Stored data:
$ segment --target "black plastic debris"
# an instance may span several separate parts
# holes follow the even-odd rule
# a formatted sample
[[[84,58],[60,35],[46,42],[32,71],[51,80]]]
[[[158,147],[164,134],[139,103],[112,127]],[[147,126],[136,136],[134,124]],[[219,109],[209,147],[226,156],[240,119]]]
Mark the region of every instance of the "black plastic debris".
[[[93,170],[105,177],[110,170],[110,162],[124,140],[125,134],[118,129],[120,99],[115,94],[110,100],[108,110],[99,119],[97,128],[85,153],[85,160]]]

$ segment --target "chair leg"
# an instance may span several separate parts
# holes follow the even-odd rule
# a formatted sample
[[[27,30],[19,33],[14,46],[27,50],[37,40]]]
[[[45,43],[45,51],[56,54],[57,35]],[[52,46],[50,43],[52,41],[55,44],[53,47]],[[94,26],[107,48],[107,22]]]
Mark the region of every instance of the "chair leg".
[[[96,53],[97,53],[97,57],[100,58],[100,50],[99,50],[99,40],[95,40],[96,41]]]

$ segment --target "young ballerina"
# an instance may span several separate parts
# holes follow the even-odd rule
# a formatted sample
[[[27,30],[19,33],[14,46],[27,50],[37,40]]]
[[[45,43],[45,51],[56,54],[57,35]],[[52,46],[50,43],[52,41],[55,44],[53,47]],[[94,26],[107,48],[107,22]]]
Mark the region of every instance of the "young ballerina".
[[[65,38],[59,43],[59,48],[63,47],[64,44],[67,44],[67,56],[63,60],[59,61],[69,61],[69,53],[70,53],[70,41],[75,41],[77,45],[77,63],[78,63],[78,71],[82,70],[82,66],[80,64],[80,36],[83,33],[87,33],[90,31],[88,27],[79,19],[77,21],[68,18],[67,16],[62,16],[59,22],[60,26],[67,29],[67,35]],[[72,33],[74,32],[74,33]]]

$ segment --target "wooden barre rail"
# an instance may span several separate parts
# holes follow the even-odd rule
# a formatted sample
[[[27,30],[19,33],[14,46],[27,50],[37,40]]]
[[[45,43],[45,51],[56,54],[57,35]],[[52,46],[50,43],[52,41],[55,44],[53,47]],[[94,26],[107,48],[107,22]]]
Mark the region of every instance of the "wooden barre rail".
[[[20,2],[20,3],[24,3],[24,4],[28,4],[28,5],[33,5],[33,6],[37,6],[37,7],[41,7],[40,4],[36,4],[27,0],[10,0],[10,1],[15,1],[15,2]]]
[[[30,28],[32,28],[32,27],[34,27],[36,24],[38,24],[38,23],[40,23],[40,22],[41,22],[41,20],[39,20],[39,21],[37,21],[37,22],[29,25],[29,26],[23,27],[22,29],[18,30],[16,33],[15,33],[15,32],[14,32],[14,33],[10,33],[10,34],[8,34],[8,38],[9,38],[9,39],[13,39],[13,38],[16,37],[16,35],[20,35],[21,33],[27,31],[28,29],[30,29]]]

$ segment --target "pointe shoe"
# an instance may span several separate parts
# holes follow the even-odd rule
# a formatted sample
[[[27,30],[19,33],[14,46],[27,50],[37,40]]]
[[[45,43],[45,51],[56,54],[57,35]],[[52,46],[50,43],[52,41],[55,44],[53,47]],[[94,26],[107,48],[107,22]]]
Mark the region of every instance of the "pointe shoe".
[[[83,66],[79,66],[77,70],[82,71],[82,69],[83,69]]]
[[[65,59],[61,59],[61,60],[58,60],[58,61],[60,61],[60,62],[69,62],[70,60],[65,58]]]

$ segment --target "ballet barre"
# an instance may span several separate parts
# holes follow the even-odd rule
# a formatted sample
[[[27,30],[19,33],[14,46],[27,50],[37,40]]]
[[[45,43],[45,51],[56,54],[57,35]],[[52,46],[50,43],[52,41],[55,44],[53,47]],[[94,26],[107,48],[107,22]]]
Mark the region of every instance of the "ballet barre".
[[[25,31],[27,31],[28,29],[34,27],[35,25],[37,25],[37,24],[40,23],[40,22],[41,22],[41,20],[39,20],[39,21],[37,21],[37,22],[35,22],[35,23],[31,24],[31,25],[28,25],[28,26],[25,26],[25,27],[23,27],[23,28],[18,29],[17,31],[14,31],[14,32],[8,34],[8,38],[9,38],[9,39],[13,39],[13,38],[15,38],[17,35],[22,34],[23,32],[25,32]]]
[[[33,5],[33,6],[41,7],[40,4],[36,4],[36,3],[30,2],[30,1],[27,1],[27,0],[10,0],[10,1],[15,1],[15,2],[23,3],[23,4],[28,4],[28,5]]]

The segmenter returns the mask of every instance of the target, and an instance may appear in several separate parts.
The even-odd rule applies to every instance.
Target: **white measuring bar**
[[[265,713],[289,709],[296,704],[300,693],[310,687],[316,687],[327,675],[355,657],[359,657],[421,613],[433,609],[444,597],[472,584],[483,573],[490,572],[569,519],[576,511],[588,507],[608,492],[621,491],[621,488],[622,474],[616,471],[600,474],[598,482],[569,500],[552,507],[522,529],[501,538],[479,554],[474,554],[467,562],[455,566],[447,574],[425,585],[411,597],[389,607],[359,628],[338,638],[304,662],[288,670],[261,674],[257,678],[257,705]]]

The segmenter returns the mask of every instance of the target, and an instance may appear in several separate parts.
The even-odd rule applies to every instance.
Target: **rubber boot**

Given problem:
Pick out every line of the data above that contains the string "region" and copy each one in full. Treat uppercase and lowercase letters as distinct.

The response:
Mark the region of every instance of the "black plastic debris".
Mark the region of every instance of the "chair leg".
Mark the region of every instance of the "young ballerina".
Mark the region of every instance of the "wooden barre rail".
Mark the region of every instance of the "pointe shoe".
Mark the region of every instance of the "ballet barre".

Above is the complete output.